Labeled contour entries
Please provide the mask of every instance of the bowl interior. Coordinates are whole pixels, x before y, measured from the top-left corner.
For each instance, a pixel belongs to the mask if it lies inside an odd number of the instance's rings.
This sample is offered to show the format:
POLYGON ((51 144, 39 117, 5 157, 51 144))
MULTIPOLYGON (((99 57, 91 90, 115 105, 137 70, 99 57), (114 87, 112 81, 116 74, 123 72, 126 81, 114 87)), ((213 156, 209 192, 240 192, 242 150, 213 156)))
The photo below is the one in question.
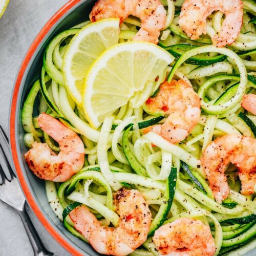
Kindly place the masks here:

_REQUIREMENT_
All of the lines above should be retyped precisely, apart from the pictures.

_PROBLEM SOLUTION_
Please provide the mask of every instance of the bowl interior. Coordinates are whole pixels, x before y, measured from the top-left corner.
For each instance, a pixel belongs to the mask if it lies inside an odd number of the instance's rings.
This sample is offered to show the format:
POLYGON ((51 144, 39 117, 5 157, 51 144))
MULTIPOLYGON (((99 57, 91 90, 115 105, 137 70, 99 57), (114 87, 112 81, 116 74, 123 72, 126 81, 114 87)), ((213 156, 209 192, 240 192, 242 150, 213 156)))
The photo below is the one in question.
Kindly place the masks here:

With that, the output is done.